▶ **WHAT TO WORK ON**
A – List every percentage reduction in mortality reported in the longevity brief on exercise below.
B – Continue the longevity brief on exercise below, starting after its final sentence.

▶ **EXTRACT TO READ**
========================

Longevity

Longevity Briefs: How Much Exercise Is Optimal For Longevity?

Posted on 1 November 2022

Longevity briefs provides a short summary of novel research in biology, medicine, or biotechnology that caught the attention of our researchers in Oxford, due to its potential to improve our health, wellbeing, and longevity.

Why is this research important: Regular exercise is one of the most effective ways to increase your lifespan – arguably more important than a good diet, at least up to a point. However, we know that the benefits of exercise are subject to diminishing returns, and that there is such a thing as too much exercise when it comes to longevity. While athletes certainly live longer than the general population on average, there seems to be a point at which exercise can actually be detrimental to lifespan.

How does this relationship look for older individuals? We’ve previously discussed the immense value of exercise for older people, particularly strength training. What can studies tell us about how much exercise is optimal in this age group?

What did the researchers do: In this study, researchers looked at survey results from over 115 000 US adults aged 65 to 74. Participants self reported their levels of muscle strengthening activities and moderate to vigorous aerobic exercise. Participants were followed up for 7.9 years on average, and the researchers studied the relationship between levels of strength training, aerobic exercise and mortality after controlling for confounding factors such as age and health status.

Key takeaway(s) from this research: Both aerobic exercise and strength training were associated with reduced mortality compared to being sedentary. Aerobic exercise continued to yield increasing returns with increasing time spent exercising. 10 to 149 minutes of aerobic exercise per week was associated with a 17% reduction in mortality compared to less than 10 minutes per week, while people in the category with the highest rates of aerobic exercise (over 300 minutes a week) saw a 32% reduction in mortality.

Strength training was measured in sessions per week. Strength training frequency was associated with increasing reductions in mortality up to 4-6 sessions per week, which was associated with a 21% reduction in mortality compared with 0-1 sessions per week. Having 7-28 sessions per week was only associated with a 2% reduction in mortality. Combining aerobic exercise and strength training was generally associated with increased benefits.

========================

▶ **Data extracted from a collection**
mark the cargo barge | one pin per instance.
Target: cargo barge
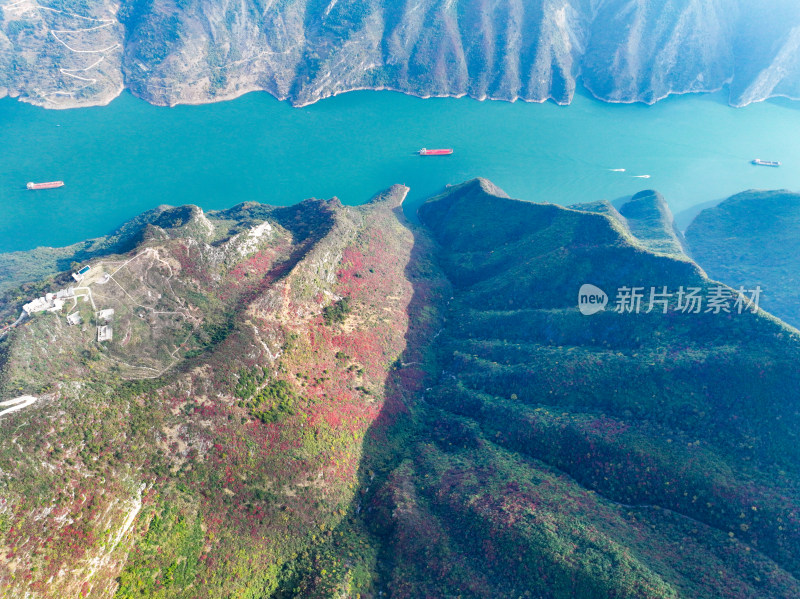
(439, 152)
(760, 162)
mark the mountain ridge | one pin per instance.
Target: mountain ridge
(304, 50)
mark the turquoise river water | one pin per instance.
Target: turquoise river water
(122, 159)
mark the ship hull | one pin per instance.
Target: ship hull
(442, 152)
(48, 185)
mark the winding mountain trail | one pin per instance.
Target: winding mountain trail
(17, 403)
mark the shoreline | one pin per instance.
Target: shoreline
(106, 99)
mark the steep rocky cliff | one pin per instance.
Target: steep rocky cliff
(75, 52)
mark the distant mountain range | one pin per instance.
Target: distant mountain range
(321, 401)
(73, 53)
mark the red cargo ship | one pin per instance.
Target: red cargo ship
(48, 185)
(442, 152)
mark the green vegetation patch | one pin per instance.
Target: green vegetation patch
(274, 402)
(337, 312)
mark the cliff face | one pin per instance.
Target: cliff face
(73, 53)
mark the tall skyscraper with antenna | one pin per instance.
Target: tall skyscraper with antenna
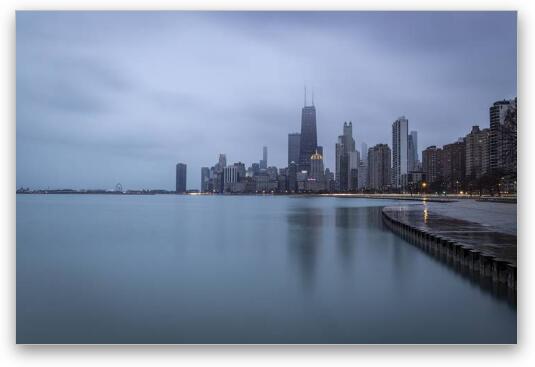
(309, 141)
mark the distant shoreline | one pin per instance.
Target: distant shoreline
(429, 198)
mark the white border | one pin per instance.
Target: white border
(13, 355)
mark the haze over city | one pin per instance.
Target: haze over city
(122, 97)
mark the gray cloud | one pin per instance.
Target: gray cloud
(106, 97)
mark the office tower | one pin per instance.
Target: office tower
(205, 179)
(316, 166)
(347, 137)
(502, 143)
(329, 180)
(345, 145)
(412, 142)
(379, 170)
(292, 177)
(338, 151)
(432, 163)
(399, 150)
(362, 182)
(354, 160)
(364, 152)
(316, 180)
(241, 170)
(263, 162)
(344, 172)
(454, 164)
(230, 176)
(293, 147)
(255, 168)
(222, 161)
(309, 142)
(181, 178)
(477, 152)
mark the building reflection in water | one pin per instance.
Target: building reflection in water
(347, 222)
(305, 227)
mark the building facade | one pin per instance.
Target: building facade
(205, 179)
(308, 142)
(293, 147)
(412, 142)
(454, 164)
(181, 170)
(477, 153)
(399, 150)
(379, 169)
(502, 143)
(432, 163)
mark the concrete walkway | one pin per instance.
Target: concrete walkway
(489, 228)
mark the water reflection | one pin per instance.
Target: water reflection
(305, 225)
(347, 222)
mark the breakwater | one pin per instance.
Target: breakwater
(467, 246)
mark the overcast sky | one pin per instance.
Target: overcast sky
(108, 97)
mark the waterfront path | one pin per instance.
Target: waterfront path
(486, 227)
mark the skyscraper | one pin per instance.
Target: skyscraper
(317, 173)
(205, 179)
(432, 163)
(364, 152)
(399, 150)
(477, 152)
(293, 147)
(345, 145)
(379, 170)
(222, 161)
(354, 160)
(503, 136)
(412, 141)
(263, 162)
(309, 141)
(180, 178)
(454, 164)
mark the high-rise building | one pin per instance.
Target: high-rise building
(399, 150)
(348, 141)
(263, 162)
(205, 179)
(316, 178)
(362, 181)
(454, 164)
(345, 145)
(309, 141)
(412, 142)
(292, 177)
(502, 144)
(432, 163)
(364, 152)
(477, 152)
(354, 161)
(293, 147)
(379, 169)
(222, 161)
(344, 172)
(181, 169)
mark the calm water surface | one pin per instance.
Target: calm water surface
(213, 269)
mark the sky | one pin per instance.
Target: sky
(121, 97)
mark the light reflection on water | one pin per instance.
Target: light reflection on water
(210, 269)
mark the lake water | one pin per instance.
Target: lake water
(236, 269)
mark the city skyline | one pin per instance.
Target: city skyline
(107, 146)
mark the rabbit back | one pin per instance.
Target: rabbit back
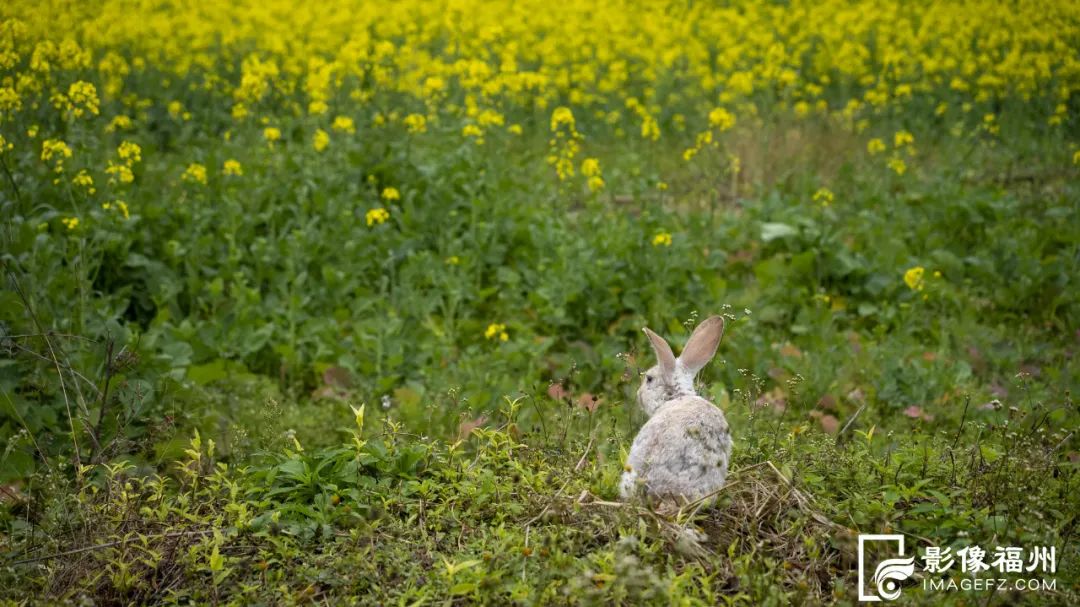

========================

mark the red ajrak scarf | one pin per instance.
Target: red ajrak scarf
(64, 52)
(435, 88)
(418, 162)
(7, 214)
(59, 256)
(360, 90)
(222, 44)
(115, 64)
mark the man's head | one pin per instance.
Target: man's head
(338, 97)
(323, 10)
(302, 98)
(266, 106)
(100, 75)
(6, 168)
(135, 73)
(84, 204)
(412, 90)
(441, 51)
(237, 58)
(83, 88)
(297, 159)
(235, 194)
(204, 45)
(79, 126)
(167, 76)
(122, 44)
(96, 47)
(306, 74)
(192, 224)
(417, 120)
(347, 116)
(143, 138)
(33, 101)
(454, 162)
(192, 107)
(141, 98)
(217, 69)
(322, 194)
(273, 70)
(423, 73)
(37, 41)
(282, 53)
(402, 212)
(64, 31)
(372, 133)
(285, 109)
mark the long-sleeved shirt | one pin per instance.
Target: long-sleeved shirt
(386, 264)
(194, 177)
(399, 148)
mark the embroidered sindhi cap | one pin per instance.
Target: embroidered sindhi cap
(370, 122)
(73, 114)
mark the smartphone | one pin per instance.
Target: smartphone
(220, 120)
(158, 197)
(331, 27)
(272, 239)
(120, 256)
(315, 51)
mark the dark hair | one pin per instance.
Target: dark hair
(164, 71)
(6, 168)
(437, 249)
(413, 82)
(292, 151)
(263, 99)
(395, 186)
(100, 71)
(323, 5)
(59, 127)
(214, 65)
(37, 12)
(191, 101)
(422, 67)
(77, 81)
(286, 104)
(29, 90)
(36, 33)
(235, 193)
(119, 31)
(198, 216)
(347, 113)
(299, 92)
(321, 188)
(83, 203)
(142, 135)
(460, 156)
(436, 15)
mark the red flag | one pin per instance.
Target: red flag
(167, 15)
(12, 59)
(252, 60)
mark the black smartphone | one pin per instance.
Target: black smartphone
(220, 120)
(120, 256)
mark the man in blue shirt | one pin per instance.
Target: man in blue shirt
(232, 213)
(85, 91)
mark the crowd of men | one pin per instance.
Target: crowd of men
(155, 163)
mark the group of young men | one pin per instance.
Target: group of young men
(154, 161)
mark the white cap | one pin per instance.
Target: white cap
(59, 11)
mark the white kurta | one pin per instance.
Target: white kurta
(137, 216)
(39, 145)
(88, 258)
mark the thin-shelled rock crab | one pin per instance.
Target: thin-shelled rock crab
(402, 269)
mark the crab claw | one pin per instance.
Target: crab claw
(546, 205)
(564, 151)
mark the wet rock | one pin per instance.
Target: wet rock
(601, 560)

========================

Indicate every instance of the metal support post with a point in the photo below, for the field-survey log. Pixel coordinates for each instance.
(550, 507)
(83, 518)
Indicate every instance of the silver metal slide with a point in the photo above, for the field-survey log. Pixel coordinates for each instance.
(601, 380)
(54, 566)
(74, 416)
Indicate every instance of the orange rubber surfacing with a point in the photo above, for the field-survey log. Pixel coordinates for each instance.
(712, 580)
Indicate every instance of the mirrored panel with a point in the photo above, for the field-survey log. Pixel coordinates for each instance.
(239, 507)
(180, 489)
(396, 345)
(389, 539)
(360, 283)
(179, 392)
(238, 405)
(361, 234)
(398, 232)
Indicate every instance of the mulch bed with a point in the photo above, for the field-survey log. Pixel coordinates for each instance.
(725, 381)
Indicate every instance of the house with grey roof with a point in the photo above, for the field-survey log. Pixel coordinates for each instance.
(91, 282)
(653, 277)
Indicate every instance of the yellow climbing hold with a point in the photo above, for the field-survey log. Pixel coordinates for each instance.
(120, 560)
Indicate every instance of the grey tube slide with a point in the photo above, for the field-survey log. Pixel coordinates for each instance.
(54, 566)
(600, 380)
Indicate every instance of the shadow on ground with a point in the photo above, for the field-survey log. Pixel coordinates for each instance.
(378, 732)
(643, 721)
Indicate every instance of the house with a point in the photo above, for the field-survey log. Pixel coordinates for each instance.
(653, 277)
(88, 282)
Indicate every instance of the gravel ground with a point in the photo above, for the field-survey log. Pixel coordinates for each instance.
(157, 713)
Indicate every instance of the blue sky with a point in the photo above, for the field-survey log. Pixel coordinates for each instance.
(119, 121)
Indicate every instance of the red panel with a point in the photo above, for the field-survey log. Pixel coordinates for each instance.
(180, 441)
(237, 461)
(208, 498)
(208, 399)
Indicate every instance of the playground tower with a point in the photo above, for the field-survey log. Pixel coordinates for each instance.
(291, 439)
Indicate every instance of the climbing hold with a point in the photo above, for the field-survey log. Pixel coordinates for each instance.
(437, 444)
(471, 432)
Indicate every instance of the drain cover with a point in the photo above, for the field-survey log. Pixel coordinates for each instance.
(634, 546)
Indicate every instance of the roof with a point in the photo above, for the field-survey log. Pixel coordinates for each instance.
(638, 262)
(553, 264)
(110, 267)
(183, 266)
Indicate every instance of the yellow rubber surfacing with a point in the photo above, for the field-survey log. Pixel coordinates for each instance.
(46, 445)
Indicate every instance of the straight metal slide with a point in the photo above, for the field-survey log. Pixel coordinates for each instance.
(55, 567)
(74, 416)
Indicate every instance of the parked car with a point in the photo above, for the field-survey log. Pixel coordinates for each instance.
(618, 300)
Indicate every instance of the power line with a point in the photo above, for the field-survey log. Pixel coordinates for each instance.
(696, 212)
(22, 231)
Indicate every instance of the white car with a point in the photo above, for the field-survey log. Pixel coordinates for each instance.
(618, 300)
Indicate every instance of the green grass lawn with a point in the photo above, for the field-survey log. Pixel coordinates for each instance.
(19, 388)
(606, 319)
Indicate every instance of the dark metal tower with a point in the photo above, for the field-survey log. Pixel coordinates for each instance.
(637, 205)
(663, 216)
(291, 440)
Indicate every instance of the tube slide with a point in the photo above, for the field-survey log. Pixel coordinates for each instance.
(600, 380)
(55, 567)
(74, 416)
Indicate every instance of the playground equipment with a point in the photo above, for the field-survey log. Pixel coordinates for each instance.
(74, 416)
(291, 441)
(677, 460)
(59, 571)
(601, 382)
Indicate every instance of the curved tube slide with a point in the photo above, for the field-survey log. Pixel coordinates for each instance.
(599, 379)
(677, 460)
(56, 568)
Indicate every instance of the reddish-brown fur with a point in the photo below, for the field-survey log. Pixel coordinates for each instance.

========================

▶ **OUTPUTS IN ORDER**
A – 17%, 32%, 21%, 2%

B –
This table shows the relationships between weekly strength training episodes (far left column), minutes of aerobic exercise (second column from the left) and hazard ratio (right most column). The hazard ratio is the relative likelihood of death in comparison to the reference. A hazard ratio of 0.70 means that your probability of death is 70% that of the reference.
Association of Muscle-Strengthening and Aerobic Physical Activity With Mortality in US Adults Aged 65 Years or Older

This study adds to existing evidence that strength training and aerobic exercise, and preferably both, are still highly beneficial for older people. We’re still missing a lot of the nuances when it comes to the benefits of different types of strength training. This study suggested that 4-6 sessions of strength training per week was optimal, but we don’t know what kind of strength training they were doing. It may be that people who undertake more frequent strength training sessions (7-28) are more likely to make those sessions less intensive, for example. 7-28 is also a broad range compared with the other categories, so there may be room within this category for further reductions in mortality. However, perhaps the main focus here should be that 4-6 sessions should be easily achievable for the average person, and could yield significant improvements in health and lifespan, particularly if combined with a couple of hours of aerobic training.